Data items:
· · ·
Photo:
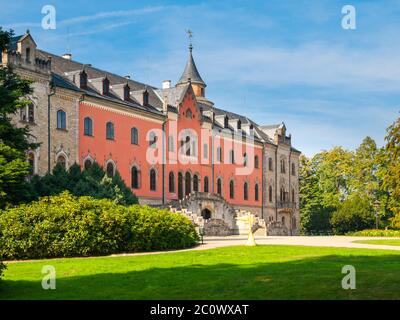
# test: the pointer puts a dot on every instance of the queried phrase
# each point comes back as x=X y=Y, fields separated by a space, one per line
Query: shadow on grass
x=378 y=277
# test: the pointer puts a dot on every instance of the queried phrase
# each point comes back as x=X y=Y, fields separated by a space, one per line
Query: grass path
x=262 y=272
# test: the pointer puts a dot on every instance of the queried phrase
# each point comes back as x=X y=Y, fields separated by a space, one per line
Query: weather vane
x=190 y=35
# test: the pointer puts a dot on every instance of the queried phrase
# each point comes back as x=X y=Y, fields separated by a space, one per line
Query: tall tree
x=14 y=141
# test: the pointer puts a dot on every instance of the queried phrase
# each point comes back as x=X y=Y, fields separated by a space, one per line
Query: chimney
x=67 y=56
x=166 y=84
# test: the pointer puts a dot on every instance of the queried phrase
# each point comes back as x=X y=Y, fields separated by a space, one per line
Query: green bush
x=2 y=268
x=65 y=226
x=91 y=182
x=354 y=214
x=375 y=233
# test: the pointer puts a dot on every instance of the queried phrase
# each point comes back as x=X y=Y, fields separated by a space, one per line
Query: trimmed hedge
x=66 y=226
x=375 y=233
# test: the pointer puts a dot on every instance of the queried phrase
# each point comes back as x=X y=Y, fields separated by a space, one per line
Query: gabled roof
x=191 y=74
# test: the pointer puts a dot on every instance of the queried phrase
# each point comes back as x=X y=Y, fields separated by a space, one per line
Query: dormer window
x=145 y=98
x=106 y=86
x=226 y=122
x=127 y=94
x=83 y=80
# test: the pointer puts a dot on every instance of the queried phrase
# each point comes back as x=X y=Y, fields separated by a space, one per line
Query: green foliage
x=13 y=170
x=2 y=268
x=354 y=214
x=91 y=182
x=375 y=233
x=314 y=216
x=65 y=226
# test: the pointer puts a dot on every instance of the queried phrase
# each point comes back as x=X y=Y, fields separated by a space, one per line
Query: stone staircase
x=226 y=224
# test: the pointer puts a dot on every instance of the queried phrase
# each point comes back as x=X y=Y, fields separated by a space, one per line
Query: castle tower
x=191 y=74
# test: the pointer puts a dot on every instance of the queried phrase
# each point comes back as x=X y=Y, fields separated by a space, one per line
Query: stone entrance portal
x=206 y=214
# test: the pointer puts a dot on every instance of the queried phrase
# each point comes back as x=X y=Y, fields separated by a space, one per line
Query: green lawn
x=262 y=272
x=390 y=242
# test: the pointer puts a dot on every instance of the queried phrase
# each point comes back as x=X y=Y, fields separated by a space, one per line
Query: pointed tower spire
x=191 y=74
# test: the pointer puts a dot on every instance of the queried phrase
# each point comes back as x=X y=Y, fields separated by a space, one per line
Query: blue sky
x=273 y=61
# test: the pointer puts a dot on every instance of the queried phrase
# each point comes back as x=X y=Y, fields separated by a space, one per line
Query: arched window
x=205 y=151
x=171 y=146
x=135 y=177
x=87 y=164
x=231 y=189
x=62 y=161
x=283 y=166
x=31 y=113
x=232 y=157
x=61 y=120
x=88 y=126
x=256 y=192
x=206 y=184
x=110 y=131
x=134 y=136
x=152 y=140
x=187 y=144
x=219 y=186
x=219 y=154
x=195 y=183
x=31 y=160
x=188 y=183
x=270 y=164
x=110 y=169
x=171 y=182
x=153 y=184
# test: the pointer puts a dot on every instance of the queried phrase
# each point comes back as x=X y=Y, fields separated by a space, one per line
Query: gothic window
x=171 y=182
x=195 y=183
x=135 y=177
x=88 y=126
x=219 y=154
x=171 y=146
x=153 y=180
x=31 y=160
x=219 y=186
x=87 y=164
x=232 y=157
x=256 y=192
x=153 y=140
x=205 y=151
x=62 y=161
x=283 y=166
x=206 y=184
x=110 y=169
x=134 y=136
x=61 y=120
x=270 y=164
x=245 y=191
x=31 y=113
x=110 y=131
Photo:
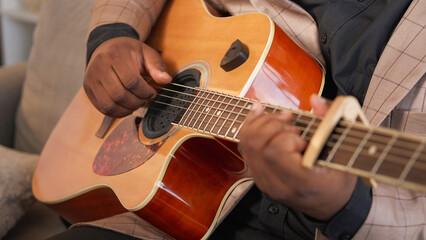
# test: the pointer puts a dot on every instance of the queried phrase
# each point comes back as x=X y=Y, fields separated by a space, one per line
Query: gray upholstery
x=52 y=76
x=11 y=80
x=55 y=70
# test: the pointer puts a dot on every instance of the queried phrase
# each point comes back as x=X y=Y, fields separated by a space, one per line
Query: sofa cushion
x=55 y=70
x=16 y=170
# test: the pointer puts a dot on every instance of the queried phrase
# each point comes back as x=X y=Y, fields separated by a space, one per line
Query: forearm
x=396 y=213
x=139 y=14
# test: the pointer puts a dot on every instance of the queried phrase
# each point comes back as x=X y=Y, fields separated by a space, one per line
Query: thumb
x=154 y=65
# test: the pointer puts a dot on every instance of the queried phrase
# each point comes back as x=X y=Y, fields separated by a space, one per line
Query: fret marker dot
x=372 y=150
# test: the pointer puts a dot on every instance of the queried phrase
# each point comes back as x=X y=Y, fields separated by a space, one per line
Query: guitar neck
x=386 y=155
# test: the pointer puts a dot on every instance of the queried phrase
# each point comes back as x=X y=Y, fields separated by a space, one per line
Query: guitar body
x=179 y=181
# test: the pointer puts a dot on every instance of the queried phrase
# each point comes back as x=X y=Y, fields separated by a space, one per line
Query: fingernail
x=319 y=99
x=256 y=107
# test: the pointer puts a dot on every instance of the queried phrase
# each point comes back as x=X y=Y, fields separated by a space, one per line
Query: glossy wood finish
· · ·
Only the text is to be copied: please reproduce the records exactly and drop the pictures.

Photo:
# test: the pointer puts a dot on every instance of the queried phrase
# each point comes back as x=X y=Y, fields separated by a space, one per line
Query: shadow on grass
x=378 y=277
# test: the pointer puts a dot on every instance of the queried phrase
# each point comes back as x=X y=Y, fields separated by a space, one per line
Query: grass path
x=262 y=272
# test: the pointer puts a dot on every instance of the queried phrase
# each point comes back as x=X y=Y, fields separated by a space, one per line
Query: weather vane
x=190 y=35
# test: the pointer puts a dot on every instance of the queried phrase
# each point comes back as x=X y=Y, fields separated by a space, one per line
Query: tall tree
x=14 y=141
# test: the pointer puts a dot on every instance of the queried phrase
# each point comes back as x=X y=Y, fields separated by a space, one per line
Query: chimney
x=67 y=56
x=166 y=84
# test: the pointer puts a dot on every instance of the queried phrase
# each point comes back as x=X y=Y, fields separated by a space, one per line
Query: green bush
x=2 y=268
x=65 y=226
x=91 y=182
x=354 y=214
x=375 y=233
# test: the pointer puts a dot on every instance of the queried phrase
# each point comes back as x=X y=Y, fields separated by a space, one per line
Query: trimmed hedge
x=66 y=226
x=375 y=233
# test: the pointer puts a dot on every instance of the queried phrase
# each point comes back as x=X y=Y, fields separated by a space, one per line
Query: gabled roof
x=191 y=74
# test: the pointer puts a dot on every instance of the queried phrase
# each point comes back as x=X y=Y, fields separated by a space, one per line
Query: dormer window
x=145 y=98
x=106 y=86
x=226 y=122
x=127 y=94
x=83 y=80
# test: the pointer puts a dot on every instance of the queried phrase
# each point comes back as x=X y=Y, fields separated by a space, one per line
Query: green foliage
x=13 y=170
x=2 y=268
x=354 y=214
x=91 y=182
x=375 y=233
x=314 y=216
x=65 y=226
# test: the pointer puts a dot on every instance of the queried phrase
# each point comes back as x=X y=Y, fields separated by a space, one per line
Query: stone staircase
x=226 y=224
# test: the pointer puts a dot on every instance of the queried phrase
# each point comes back as x=X y=Y, fields separated by a space, one per line
Query: castle tower
x=191 y=74
# test: the pointer puts a dot on every instance of the queried phrase
# each point comes back as x=X y=Y, fields separated by a space, one per line
Query: stone entrance portal
x=206 y=214
# test: the pointer puts a dot on every instance of the queried phrase
# each point comes back as x=X y=Y, fields separated by a space, one per line
Query: green lawn
x=262 y=272
x=390 y=242
# test: the pointer puts a dot on every instance of the queried phrase
# each point comes back as x=X y=Y, fields separated by a space, one per line
Query: pointed tower spire
x=191 y=74
# test: the pointer puts a dot on every instance of the queried phrase
# each point comes back as x=X y=Y, fields separated by a space, one per line
Query: blue sky
x=273 y=61
# test: the pointer puts a dot on every instance of the queried phrase
# each point comes back as x=X y=Y, fields separated by a space, one per line
Query: arched window
x=205 y=151
x=171 y=146
x=135 y=177
x=87 y=164
x=231 y=189
x=62 y=161
x=283 y=166
x=31 y=113
x=232 y=157
x=61 y=120
x=88 y=126
x=256 y=192
x=206 y=184
x=110 y=131
x=134 y=136
x=152 y=140
x=187 y=144
x=219 y=186
x=219 y=154
x=195 y=183
x=31 y=160
x=188 y=183
x=270 y=164
x=110 y=169
x=171 y=182
x=153 y=184
# test: the pointer puts a dot on every instance of the queried phrase
# each point comes back as x=X y=Y, fields separated by a space, one per line
Query: gothic window
x=171 y=182
x=195 y=183
x=135 y=177
x=88 y=126
x=219 y=154
x=171 y=146
x=153 y=180
x=31 y=160
x=219 y=186
x=87 y=164
x=232 y=157
x=256 y=192
x=153 y=140
x=205 y=151
x=62 y=161
x=283 y=166
x=206 y=184
x=110 y=169
x=134 y=136
x=61 y=120
x=270 y=164
x=245 y=191
x=31 y=113
x=110 y=131
Photo:
# test: the pointer puts a dot on every instance of the queried phrase
# each point comes back as x=X y=Y, fields separated by a space, one per line
Query: gray upholstery
x=52 y=76
x=11 y=80
x=55 y=70
# test: the pointer puts a dot on every instance of the queried phrase
# each point comes back as x=X y=Y, fields separated by a space, one per line
Query: sofa cushion
x=55 y=70
x=16 y=170
# test: the pointer puts a dot on every instance of the queried phrase
# each point comes back as x=X y=Y, fields separated by a space, one per line
Query: forearm
x=396 y=213
x=139 y=14
# test: the pointer puts a dot on every instance of the queried phrase
# each point comes back as x=X y=Y, fields separated by a space, one per line
Query: thumb
x=154 y=65
# test: the pointer puts a dot on every instance of the queried phrase
# each point comes back as x=X y=Y, fields separated by a space, one per line
Query: fret marker dot
x=372 y=150
# test: the pointer puts a dot on every instance of the queried phrase
# each point comes back as x=X y=Y, fields separated by a space, one per line
Query: guitar neck
x=386 y=155
# test: the pointer puts a dot on every instance of the queried phrase
# each point comes back as x=X y=Y, fields separated by a space, one per line
Query: guitar body
x=179 y=181
# test: the pointer puts a dot on every instance of the queried phrase
# each point comes back as x=X y=Y, fields separated by a space, one per line
Query: fingernail
x=319 y=99
x=256 y=107
# test: the pointer puts a dot on every instance of the queried phrase
# each point comes back as x=X y=Y, fields separated by a space, one per line
Query: glossy wood finish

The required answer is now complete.